(Your goal) Each entry must be restated exactly as it appears.

(Recorded data)
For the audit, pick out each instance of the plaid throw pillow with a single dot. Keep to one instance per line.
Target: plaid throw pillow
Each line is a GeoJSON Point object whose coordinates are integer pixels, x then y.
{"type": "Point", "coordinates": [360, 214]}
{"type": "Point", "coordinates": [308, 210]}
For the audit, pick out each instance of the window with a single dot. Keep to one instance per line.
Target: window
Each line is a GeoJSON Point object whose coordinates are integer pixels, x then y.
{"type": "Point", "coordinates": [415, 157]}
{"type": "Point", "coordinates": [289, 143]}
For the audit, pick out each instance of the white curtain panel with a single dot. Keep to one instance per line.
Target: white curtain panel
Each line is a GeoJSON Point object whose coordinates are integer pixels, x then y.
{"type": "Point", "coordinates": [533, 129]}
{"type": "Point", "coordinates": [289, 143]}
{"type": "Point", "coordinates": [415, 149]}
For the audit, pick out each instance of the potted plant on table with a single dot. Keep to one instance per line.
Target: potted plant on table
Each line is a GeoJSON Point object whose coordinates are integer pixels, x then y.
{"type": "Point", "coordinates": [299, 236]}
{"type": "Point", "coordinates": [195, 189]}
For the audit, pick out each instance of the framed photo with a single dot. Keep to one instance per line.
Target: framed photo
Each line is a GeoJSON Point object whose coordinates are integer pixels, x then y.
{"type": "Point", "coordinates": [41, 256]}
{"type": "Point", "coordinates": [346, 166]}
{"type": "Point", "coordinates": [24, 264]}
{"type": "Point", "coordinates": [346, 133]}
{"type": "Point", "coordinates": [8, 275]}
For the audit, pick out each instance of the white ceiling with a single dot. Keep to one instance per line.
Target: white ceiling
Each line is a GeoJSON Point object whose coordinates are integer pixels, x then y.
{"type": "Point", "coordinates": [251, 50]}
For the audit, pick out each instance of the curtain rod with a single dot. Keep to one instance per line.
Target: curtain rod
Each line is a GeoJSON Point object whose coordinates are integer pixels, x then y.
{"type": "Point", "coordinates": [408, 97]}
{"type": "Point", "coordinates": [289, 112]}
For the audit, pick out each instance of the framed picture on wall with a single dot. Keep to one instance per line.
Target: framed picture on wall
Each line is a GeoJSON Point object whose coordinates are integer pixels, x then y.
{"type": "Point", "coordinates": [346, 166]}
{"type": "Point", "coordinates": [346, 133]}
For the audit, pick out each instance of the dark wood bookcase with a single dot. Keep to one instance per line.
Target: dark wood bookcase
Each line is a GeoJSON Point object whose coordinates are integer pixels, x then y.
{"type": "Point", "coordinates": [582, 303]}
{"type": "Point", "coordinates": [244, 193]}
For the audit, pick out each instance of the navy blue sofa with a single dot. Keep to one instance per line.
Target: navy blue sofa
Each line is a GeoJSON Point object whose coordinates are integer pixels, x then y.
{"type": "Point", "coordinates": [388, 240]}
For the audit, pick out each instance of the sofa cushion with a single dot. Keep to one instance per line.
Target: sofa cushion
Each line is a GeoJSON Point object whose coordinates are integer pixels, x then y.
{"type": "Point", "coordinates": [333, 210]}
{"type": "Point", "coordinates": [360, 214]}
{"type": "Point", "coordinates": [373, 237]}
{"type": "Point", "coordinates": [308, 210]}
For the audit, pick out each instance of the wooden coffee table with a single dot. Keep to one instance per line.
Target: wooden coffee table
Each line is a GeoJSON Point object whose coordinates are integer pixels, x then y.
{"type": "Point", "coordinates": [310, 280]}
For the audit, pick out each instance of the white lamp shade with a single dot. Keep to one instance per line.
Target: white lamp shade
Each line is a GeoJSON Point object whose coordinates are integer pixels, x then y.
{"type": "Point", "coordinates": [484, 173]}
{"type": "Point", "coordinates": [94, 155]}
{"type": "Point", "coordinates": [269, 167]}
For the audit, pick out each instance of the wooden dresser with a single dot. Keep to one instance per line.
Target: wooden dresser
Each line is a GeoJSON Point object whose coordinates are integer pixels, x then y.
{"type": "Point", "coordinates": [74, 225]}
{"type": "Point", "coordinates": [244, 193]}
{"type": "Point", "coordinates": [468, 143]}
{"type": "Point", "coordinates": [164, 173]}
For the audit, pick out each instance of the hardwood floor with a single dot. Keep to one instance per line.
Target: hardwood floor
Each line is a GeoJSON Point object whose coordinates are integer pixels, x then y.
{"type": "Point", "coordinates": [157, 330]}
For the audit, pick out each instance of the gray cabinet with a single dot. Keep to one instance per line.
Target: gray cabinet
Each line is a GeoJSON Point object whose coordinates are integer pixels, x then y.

(Output below)
For the audit, pick out each instance of the plaid throw pillow with a single dot. Keep to one instance per line.
Target: plaid throw pillow
Each line is a GeoJSON Point object whose coordinates are integer pixels, x then y.
{"type": "Point", "coordinates": [360, 214]}
{"type": "Point", "coordinates": [308, 210]}
For the audit, pick out each instance of the window with a single dot. Keep to one instance per line.
Target: window
Each line is a GeoJSON Point object whose coordinates are integer pixels, x then y.
{"type": "Point", "coordinates": [415, 157]}
{"type": "Point", "coordinates": [289, 143]}
For the audit, pick out each instance of the white curtain panel with a single dot. Keep to one instance per line.
Target: white curtain panel
Each line is a GeoJSON Point object whose coordinates are integer pixels, x then y.
{"type": "Point", "coordinates": [533, 129]}
{"type": "Point", "coordinates": [289, 143]}
{"type": "Point", "coordinates": [415, 149]}
For the audit, pick out each instance of the potted plant on table with a single dot. Keep to one instance per line.
Target: potted plant on table
Each line is a GeoJSON Point object whose coordinates are integer pixels, x then y.
{"type": "Point", "coordinates": [299, 236]}
{"type": "Point", "coordinates": [195, 189]}
For the audit, pick out each instance of the framed photo with a single dot. Keep to one instance per line.
Target: framed photo
Each line is a GeoJSON Point object whose coordinates are integer pixels, x then y.
{"type": "Point", "coordinates": [41, 256]}
{"type": "Point", "coordinates": [346, 166]}
{"type": "Point", "coordinates": [24, 264]}
{"type": "Point", "coordinates": [346, 133]}
{"type": "Point", "coordinates": [8, 275]}
For the audit, pick out each instance of the white ceiling with a single dot. Keep to one instance per line.
Target: white ceiling
Each line is a GeoJSON Point object whose coordinates are integer pixels, x then y.
{"type": "Point", "coordinates": [251, 50]}
For the audit, pick out each instance of the curtain rod with a single dot. Keep to one instance per line.
Target: curtain rod
Each line is a GeoJSON Point object whose coordinates are integer pixels, x then y.
{"type": "Point", "coordinates": [408, 97]}
{"type": "Point", "coordinates": [289, 112]}
For the audit, pick out each instance of the framed picture on wall with a single dot. Keep to one instance per line.
Target: framed picture on wall
Each line is a GeoJSON Point object whose coordinates are integer pixels, x then y.
{"type": "Point", "coordinates": [346, 166]}
{"type": "Point", "coordinates": [346, 133]}
For the audit, pick out each instance of the dark wood bookcase with a single dot. Keep to one instance per line.
Target: dark wood bookcase
Each line is a GeoJSON Point object whose coordinates are integer pixels, x then y.
{"type": "Point", "coordinates": [582, 303]}
{"type": "Point", "coordinates": [244, 193]}
For the audit, pick out each instance of the navy blue sofa with a single dot. Keep to one instance per line.
Target: navy blue sofa
Each line is a GeoJSON Point object whose coordinates are integer pixels, x then y.
{"type": "Point", "coordinates": [388, 240]}
For the audit, pick out each instance of the sofa cushion with a single dot. Keep to one instance per line.
Target: sofa cushion
Each line is a GeoJSON Point object whose coordinates are integer pixels, x then y.
{"type": "Point", "coordinates": [333, 210]}
{"type": "Point", "coordinates": [360, 214]}
{"type": "Point", "coordinates": [373, 237]}
{"type": "Point", "coordinates": [308, 210]}
For the audit, pick out each instance of the wooden coffee table with a single dot. Keep to one instance per line.
Target: wooden coffee table
Each line is a GeoJSON Point object whose coordinates are integer pixels, x then y.
{"type": "Point", "coordinates": [310, 280]}
For the audit, pick out each instance of the white lamp shade with a single dot. Keep to one instance per line.
Target: white lamp shade
Each line is a GeoJSON Point object whose coordinates are integer pixels, x then y.
{"type": "Point", "coordinates": [484, 173]}
{"type": "Point", "coordinates": [94, 155]}
{"type": "Point", "coordinates": [269, 167]}
For the audit, pick out each instance of the wooden dresser with a single dot. Keep to one instance per line.
Target: wooden dresser
Each line is a GeoJSON Point object whose coordinates are integer pixels, x then y.
{"type": "Point", "coordinates": [74, 225]}
{"type": "Point", "coordinates": [244, 193]}
{"type": "Point", "coordinates": [468, 143]}
{"type": "Point", "coordinates": [164, 173]}
For the audit, pick out each instance of the hardwood floor with a single dot. Keep to one instance per line.
Target: hardwood floor
Each line is a GeoJSON Point object whose coordinates are integer pixels, x then y.
{"type": "Point", "coordinates": [157, 330]}
For the audit, pick out each instance of the gray cabinet with a single dot. Keep to one instance per line.
Target: gray cabinet
Each line is a GeoJSON Point object whose coordinates are integer pixels, x then y.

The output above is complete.